_EXTRACT_:
Diabetic foot ulcers are one of the major complications of Type 2 diabetes, with very limited treatment options. Now a group of researchers at the University of Miami Miller School of Medicine has identified major new mechanisms that not only play an important role in the inhibition of the wound healing, but also point to a new direction for therapeutic and diagnostic development.
In an elegant NIH-funded study using laser-captured microdissection and complex genomics approaches, as well as multiple models including patients’ tissue samples, acute human and porcine wound models, the researchers demonstrated that the bacterium Staphylococcus aureus, a frequent colonizer of diabetic foot ulcers, inhibits wound closure and induces a microRNA known as miR-15b-5p to suppress certain inflammatory- and DNA repair-related genes. This mechanism of inhibiting healing in diabetic foot ulcers was previously unknown.
“These novel findings introduce a few new concepts and may have high clinical relevance,” said Marjana Tomic-Canic, Ph.D., professor of dermatology, vice chair of research, and director of the Wound Healing and Regenerative Medicine Research Program in the Department of Dermatology and Cutaneous Surgery, who was the lead researcher in the study. “We identified suppression of DNA damage repair as a novel contributor to pathophysiology of diabetic foot ulcers and confirmed the functional consequence — accumulation of DNA fragments — as one of their unique features. In addition, contrary to current belief and approaches to decreasing inflammation in diabetic foot ulcers, perhaps a robust, timed and controlled stimulation of inflammatory response may reactivate acute healing and trigger healing cascade. These newly identified molecular mechanism provide new treatment and diagnostic strategies for patients.”

_GIVEN RECORDS_:
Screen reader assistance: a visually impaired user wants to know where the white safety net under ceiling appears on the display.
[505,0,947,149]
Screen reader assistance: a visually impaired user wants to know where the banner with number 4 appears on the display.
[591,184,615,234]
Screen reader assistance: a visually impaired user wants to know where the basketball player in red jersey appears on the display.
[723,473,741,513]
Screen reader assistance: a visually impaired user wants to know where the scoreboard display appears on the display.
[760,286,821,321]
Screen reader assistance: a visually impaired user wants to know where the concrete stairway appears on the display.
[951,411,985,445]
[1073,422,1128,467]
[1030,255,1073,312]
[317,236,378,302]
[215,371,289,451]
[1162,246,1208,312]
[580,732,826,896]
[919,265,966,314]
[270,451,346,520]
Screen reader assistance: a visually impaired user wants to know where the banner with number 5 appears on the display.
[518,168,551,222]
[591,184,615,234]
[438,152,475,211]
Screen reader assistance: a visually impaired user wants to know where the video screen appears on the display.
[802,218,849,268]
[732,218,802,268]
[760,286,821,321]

_EXERCISE GOAL_:
Please list every position held by Marjana Tomic-Canic according to the diabetic foot ulcer article above.

_EXPECTED ANSWER_:
- Professor of dermatology
- Vice chair of research
- Director of the Wound Healing and Regenerative Medicine Research Program in the Department of Dermatology and Cutaneous Surgery
- Lead researcher in the study